Given request 1 - According to the Facebook discussion, why did Facebook win? Answer in one to three sentences.
Given request 2 - Please reproduce the stretch of the Facebook discussion from "I saw something" through "want to leave.".

I can't help but still wonder if Facebook's place is set in stone or if it's slowly losing relevance as more and more people become wary of social media and tech companies in general.
Whatever supplants facebook will not look anything like a social network today. If it were as simple as building a platform and throwing a bunch of users at it, Google+ would have worked.
Facebook won because it mapped the real world's social graph onto a virtual social graph. If a product is to take Facebook's throne, it will need a similar hook. Beyond that, it will likely also need to position itself as the "anti" facebook - no tracking, no data collection, etc.
I saw something posted here a few months ago called 'Scuttlebutt'. What about that? The founder is definitely positioning it as the anti-facebook and himself as the anti-Zuck.
I agree with you there, I think that is why all the other challengers have failed. None could create an equal social graph or off anything good enough to make people want to leave.
By now though, it may be the case that people don't want to join anything new because of losing 'memories' and fear of missing out.
Yep. Same goes with whatever supplants any other social media site too. The next Twitter won't be a simple Twitter clone, and the next Reddit won't be a simple Reddit clone.

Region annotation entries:
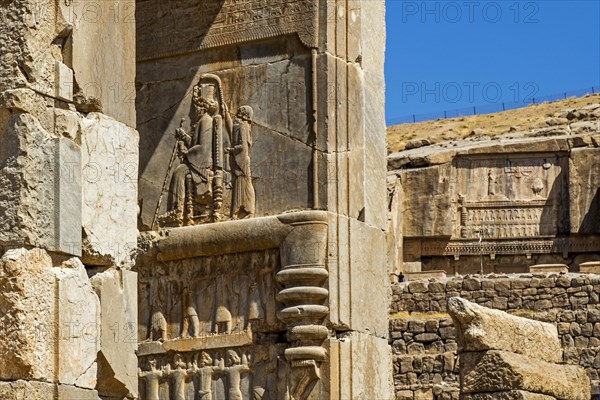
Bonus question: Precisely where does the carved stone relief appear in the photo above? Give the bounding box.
[137,0,318,61]
[138,211,330,400]
[139,250,282,343]
[453,154,564,239]
[139,344,289,400]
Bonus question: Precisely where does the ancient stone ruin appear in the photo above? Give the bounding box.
[448,297,591,400]
[0,0,391,400]
[388,99,600,274]
[0,0,600,400]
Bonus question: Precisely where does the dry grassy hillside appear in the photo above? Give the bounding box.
[387,94,600,153]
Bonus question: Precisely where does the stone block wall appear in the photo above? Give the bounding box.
[389,273,600,400]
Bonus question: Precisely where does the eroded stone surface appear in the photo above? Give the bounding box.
[460,350,591,400]
[81,113,138,268]
[448,297,562,363]
[0,249,57,382]
[91,269,138,398]
[0,249,100,389]
[388,106,600,273]
[460,390,556,400]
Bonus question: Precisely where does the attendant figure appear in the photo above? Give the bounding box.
[139,359,163,400]
[226,106,256,219]
[225,350,250,400]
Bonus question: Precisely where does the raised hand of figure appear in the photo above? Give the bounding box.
[175,118,188,140]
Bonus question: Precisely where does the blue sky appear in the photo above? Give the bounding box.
[385,0,600,124]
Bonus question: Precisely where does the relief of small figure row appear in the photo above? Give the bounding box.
[139,350,251,400]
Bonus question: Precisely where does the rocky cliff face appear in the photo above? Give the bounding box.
[388,96,600,272]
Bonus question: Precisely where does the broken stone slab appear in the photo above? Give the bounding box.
[448,297,562,363]
[0,112,81,256]
[91,269,138,398]
[0,249,56,382]
[404,270,446,281]
[460,350,591,400]
[459,390,556,400]
[0,249,100,386]
[52,258,100,389]
[80,113,139,267]
[529,264,569,274]
[0,380,98,400]
[579,261,600,274]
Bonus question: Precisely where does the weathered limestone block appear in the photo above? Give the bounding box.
[58,0,136,127]
[0,249,57,382]
[0,249,100,389]
[460,390,556,400]
[0,380,98,400]
[569,148,600,234]
[401,165,453,237]
[529,264,569,274]
[52,258,100,389]
[460,352,591,400]
[0,0,68,97]
[328,332,394,400]
[0,110,81,255]
[448,297,562,363]
[81,113,139,267]
[0,380,55,400]
[327,214,389,338]
[91,269,138,398]
[386,174,404,279]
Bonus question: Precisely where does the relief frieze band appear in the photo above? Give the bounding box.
[404,236,600,259]
[137,0,318,61]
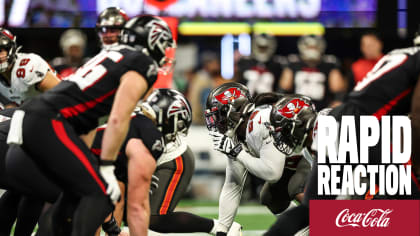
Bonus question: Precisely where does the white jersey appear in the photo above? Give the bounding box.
[0,53,51,105]
[216,105,286,232]
[245,105,273,157]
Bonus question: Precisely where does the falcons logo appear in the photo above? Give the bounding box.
[278,98,309,119]
[167,96,191,120]
[146,20,171,51]
[214,88,245,104]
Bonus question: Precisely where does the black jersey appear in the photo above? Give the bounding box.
[91,113,163,183]
[0,108,16,142]
[347,47,420,118]
[288,55,339,109]
[238,56,286,96]
[23,45,157,134]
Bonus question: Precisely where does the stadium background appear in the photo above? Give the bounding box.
[0,0,420,235]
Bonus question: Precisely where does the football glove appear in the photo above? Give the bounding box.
[99,164,121,204]
[149,175,159,195]
[102,215,121,236]
[210,131,242,160]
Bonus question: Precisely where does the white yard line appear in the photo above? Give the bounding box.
[176,206,271,215]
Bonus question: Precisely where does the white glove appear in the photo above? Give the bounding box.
[210,131,242,159]
[149,175,159,195]
[99,165,121,204]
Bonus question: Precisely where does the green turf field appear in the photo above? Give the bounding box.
[12,200,275,236]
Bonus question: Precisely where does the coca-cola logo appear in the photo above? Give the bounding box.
[335,208,393,228]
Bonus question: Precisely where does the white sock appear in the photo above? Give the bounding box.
[209,219,218,235]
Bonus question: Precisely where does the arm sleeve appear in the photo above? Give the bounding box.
[238,142,286,183]
[19,53,51,85]
[126,52,158,88]
[216,159,248,232]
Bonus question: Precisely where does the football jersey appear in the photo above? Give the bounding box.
[91,113,164,183]
[245,105,302,170]
[347,47,420,118]
[238,56,286,96]
[288,55,339,109]
[24,45,158,134]
[0,53,51,105]
[245,105,273,157]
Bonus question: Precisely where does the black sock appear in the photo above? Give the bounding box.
[149,212,214,233]
[14,197,44,236]
[0,190,21,236]
[264,205,309,236]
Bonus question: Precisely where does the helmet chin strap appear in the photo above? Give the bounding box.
[225,103,255,138]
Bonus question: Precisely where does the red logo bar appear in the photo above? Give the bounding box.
[310,200,420,236]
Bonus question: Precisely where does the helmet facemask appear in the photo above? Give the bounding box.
[204,105,231,134]
[266,95,317,155]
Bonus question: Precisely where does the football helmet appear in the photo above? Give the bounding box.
[0,28,20,73]
[60,29,87,58]
[120,15,176,73]
[95,7,128,45]
[269,95,317,155]
[298,35,326,61]
[204,82,254,136]
[252,34,277,62]
[140,89,192,143]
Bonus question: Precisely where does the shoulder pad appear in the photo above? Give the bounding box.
[287,54,300,63]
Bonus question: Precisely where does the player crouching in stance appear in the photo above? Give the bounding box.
[4,16,174,236]
[205,83,310,235]
[0,28,60,108]
[98,89,240,235]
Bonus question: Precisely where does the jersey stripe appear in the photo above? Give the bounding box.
[60,89,117,118]
[51,120,106,195]
[159,156,184,215]
[373,88,413,120]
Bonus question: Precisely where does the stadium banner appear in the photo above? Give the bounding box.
[0,0,377,27]
[309,200,420,236]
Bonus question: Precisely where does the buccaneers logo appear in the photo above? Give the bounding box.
[214,88,245,104]
[278,98,309,119]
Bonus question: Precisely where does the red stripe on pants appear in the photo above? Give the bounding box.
[159,156,184,215]
[51,120,106,194]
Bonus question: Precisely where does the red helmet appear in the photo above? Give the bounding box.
[95,7,128,44]
[140,89,192,143]
[270,95,317,155]
[0,28,19,72]
[205,82,254,134]
[121,15,176,70]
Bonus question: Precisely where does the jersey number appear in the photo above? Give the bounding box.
[69,51,123,90]
[16,58,31,78]
[354,54,408,91]
[248,111,261,133]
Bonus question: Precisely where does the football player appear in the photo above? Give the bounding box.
[238,34,287,96]
[205,83,309,235]
[280,35,346,109]
[92,89,240,234]
[0,28,60,108]
[266,47,420,235]
[95,7,128,48]
[8,16,175,235]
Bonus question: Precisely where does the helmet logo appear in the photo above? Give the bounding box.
[168,98,191,120]
[2,29,15,41]
[146,20,170,52]
[278,98,309,119]
[214,88,245,104]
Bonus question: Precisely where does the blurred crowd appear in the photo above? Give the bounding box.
[37,21,383,128]
[179,32,383,125]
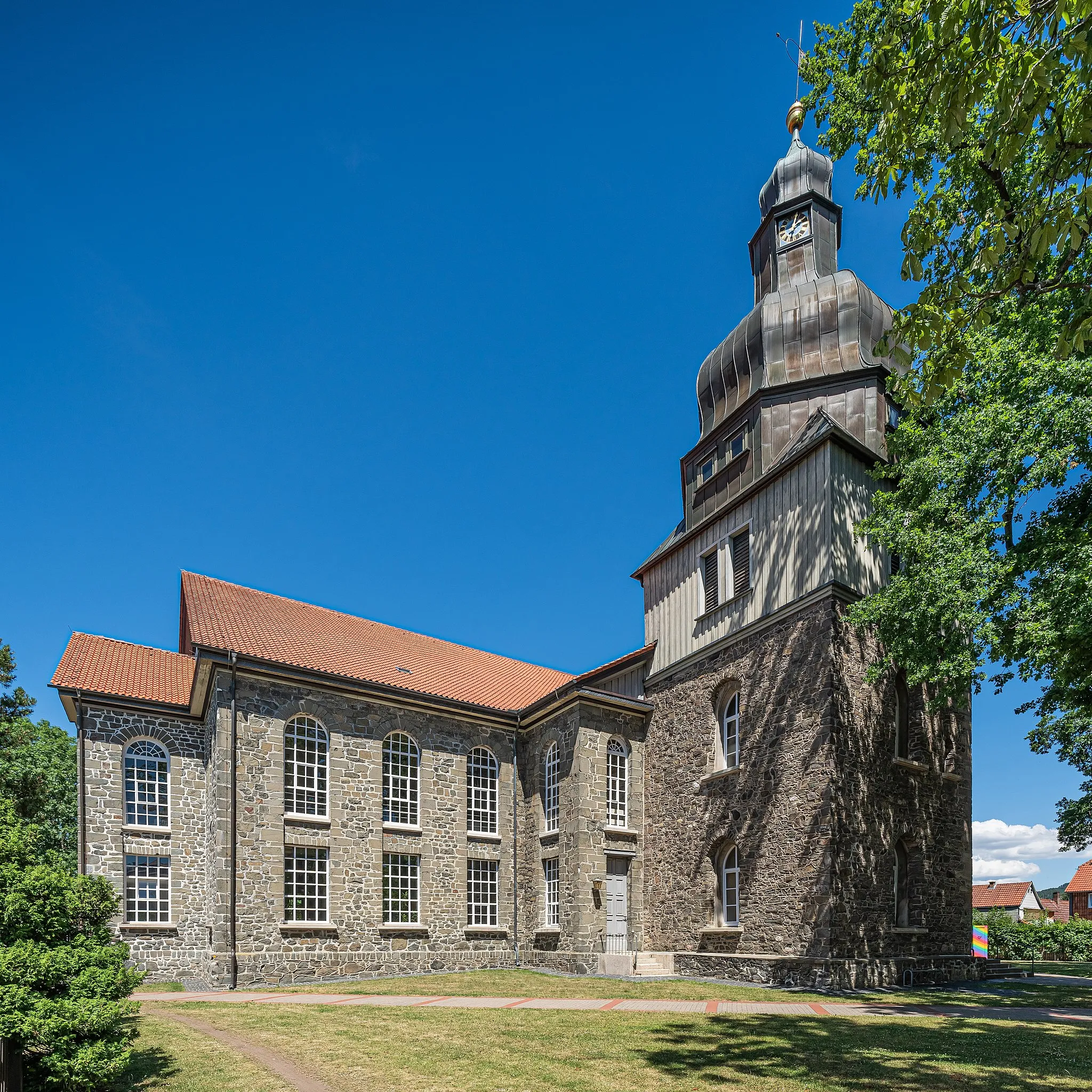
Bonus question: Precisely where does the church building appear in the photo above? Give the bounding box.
[52,104,974,987]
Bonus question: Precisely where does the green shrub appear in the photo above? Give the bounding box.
[974,910,1092,961]
[0,798,143,1092]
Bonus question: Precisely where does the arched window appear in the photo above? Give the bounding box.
[383,732,420,826]
[718,845,739,927]
[124,739,170,826]
[284,716,330,816]
[718,691,739,770]
[543,744,561,830]
[894,842,911,929]
[607,739,629,826]
[894,672,910,759]
[466,747,498,830]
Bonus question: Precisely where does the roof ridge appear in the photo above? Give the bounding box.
[181,569,576,678]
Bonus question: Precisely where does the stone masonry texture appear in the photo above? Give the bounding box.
[85,593,974,986]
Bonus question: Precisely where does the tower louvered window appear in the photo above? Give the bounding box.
[732,527,750,595]
[701,549,721,614]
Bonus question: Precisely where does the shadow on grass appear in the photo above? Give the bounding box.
[640,1017,1092,1092]
[113,1043,178,1092]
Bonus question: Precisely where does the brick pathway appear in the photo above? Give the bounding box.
[133,989,1092,1022]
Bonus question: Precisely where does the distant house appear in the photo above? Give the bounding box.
[1039,894,1069,925]
[971,880,1043,922]
[1066,861,1092,920]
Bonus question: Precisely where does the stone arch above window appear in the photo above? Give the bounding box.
[543,743,561,831]
[122,739,170,826]
[713,684,743,770]
[894,669,910,759]
[284,713,330,818]
[466,747,500,834]
[607,737,629,826]
[383,732,420,826]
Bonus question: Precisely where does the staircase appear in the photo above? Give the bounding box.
[633,952,675,977]
[982,959,1031,979]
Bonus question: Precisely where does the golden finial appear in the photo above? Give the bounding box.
[785,99,807,136]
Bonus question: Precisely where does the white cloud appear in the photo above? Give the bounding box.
[971,857,1041,881]
[971,819,1083,860]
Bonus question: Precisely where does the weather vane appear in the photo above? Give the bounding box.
[777,19,804,101]
[777,19,805,140]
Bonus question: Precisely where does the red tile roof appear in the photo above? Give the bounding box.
[180,572,575,710]
[50,633,193,706]
[971,881,1031,910]
[1039,897,1069,924]
[1066,861,1092,894]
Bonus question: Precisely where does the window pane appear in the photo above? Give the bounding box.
[721,693,739,770]
[543,857,561,925]
[383,732,420,826]
[466,861,497,925]
[466,747,498,834]
[284,716,328,816]
[607,739,628,826]
[124,739,170,826]
[383,853,420,925]
[284,845,328,922]
[126,854,170,923]
[543,744,561,830]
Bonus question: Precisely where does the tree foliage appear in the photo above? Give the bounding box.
[0,798,142,1090]
[0,644,76,870]
[802,0,1092,847]
[802,0,1092,389]
[974,910,1092,962]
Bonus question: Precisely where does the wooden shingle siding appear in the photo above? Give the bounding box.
[644,443,832,674]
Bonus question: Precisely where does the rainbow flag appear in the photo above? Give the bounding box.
[971,925,989,959]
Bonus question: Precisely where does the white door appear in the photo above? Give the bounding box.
[607,857,629,952]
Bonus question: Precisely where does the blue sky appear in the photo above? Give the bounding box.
[0,0,1077,882]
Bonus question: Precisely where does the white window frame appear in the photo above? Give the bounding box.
[716,690,743,770]
[718,845,739,929]
[466,857,500,926]
[383,853,420,925]
[466,747,500,834]
[284,713,330,819]
[543,857,561,929]
[126,853,170,925]
[121,736,170,830]
[721,520,754,599]
[607,737,629,829]
[383,732,420,828]
[284,845,330,924]
[543,743,561,832]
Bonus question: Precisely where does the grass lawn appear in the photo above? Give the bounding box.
[116,1016,293,1092]
[136,1002,1092,1092]
[158,971,1092,1008]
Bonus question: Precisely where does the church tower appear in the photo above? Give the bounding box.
[635,103,973,985]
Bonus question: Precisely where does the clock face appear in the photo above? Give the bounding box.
[777,208,812,247]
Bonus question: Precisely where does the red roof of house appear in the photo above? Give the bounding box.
[50,633,193,706]
[1039,896,1069,924]
[180,572,574,710]
[971,880,1031,910]
[1066,861,1092,894]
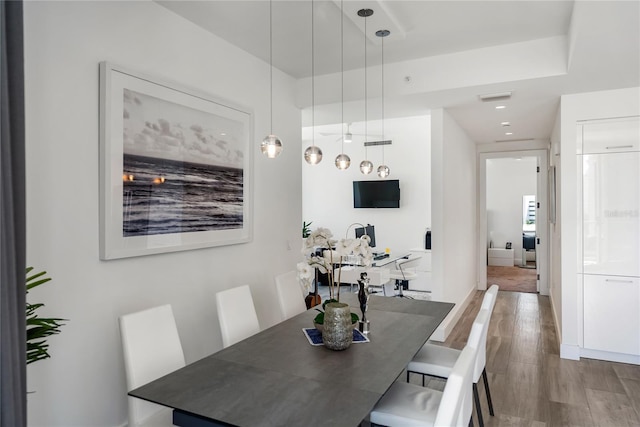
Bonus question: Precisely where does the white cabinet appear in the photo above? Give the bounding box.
[583,274,640,355]
[487,248,514,267]
[582,151,640,276]
[578,117,640,360]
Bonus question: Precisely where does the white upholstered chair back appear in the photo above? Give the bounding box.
[119,304,185,427]
[433,345,477,427]
[216,285,260,347]
[276,270,307,320]
[480,285,498,317]
[467,309,491,383]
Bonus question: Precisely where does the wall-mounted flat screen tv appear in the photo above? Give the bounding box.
[353,179,400,208]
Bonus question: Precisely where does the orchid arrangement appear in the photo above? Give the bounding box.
[298,227,373,301]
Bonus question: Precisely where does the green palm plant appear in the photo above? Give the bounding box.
[26,267,68,365]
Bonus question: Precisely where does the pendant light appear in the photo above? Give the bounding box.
[376,30,391,178]
[358,9,373,175]
[304,0,322,165]
[260,0,282,159]
[336,0,351,170]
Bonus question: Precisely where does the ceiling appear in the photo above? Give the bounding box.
[156,0,640,143]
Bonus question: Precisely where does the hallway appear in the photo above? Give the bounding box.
[487,265,538,293]
[412,291,640,427]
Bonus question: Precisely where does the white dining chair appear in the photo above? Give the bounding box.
[276,270,307,320]
[407,285,498,427]
[216,285,260,348]
[385,256,422,298]
[369,345,477,427]
[119,304,185,427]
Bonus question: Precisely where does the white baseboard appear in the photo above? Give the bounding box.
[580,348,640,365]
[429,287,477,342]
[560,344,580,360]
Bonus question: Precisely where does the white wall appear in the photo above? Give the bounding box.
[300,116,431,253]
[25,1,302,427]
[554,87,640,359]
[486,157,537,265]
[549,108,560,342]
[431,109,478,339]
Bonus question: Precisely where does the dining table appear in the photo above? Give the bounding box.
[129,292,454,427]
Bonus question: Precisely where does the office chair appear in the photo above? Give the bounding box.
[389,257,422,298]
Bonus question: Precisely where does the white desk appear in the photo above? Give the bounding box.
[488,248,513,267]
[335,265,390,286]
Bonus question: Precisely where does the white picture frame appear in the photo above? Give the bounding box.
[99,62,253,260]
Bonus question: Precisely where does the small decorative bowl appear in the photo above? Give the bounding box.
[313,321,358,332]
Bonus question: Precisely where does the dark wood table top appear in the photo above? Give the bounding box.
[129,293,453,426]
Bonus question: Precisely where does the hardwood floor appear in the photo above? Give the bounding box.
[410,291,640,427]
[487,265,537,292]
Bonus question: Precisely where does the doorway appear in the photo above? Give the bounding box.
[478,150,548,295]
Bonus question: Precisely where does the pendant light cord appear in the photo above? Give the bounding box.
[364,12,369,160]
[380,32,384,165]
[340,0,344,154]
[311,0,316,147]
[269,0,273,135]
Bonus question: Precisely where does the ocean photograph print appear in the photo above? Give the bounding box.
[100,62,253,260]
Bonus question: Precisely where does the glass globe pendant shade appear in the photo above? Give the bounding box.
[360,160,373,175]
[336,153,351,170]
[304,145,322,165]
[378,165,391,178]
[260,135,282,159]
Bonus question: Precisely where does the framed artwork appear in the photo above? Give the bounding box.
[100,62,253,260]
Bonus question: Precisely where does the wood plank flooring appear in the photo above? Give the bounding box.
[410,291,640,427]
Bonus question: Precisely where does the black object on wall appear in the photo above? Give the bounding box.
[353,179,400,208]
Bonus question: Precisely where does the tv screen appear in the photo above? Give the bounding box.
[353,179,400,208]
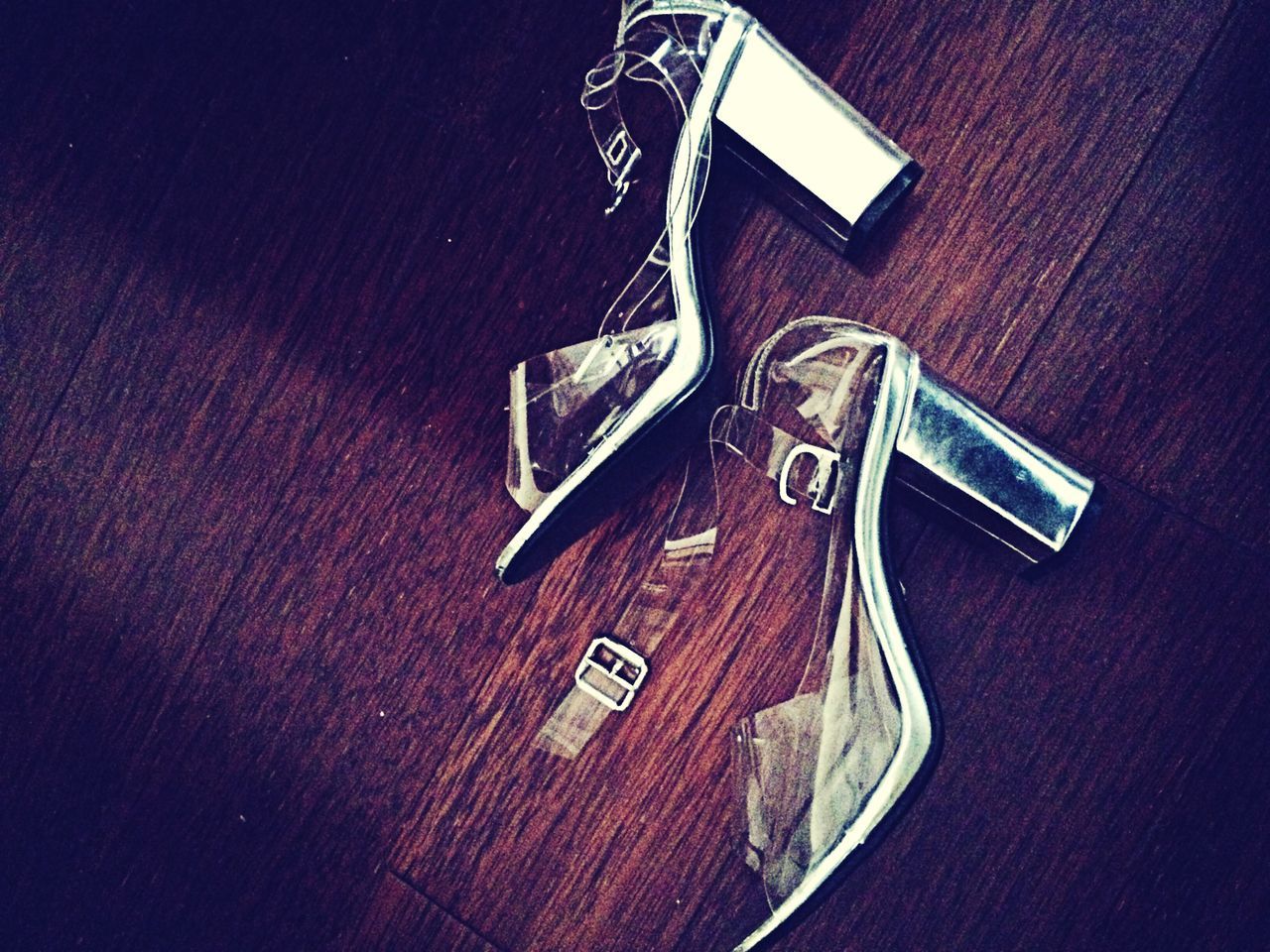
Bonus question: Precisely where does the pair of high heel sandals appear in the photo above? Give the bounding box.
[496,0,1093,949]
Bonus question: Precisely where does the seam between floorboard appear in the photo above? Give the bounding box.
[387,866,508,952]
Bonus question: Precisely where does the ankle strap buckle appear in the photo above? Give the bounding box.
[572,636,648,711]
[780,443,839,514]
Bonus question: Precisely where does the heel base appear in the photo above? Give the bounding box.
[716,24,922,251]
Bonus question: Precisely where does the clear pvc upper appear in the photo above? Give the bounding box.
[668,320,902,940]
[507,3,722,511]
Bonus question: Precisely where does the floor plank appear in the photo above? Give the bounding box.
[344,874,505,952]
[1003,3,1270,548]
[772,481,1270,949]
[0,0,1265,949]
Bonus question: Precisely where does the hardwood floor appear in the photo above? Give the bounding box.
[0,0,1270,952]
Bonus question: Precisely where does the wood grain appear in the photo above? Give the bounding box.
[0,0,1270,949]
[1003,4,1270,549]
[345,874,505,952]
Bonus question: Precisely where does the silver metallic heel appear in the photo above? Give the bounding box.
[496,0,920,583]
[895,371,1093,562]
[703,317,1094,952]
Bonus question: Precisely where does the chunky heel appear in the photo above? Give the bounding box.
[717,23,922,251]
[495,0,920,583]
[895,369,1093,562]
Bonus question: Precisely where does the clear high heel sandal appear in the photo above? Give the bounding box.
[655,317,1093,952]
[496,0,921,583]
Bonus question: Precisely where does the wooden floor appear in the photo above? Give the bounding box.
[0,0,1270,952]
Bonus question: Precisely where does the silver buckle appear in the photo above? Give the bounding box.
[600,126,644,214]
[572,636,648,711]
[780,443,840,514]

Correct output 1 - Facebook won because it mapped the real world's social graph onto a virtual social graph.

Correct output 2 -
I saw something posted here a few months ago called 'Scuttlebutt'. What about that? The founder is definitely positioning it as the anti-facebook and himself as the anti-Zuck.
I agree with you there, I think that is why all the other challengers have failed. None could create an equal social graph or off anything good enough to make people want to leave.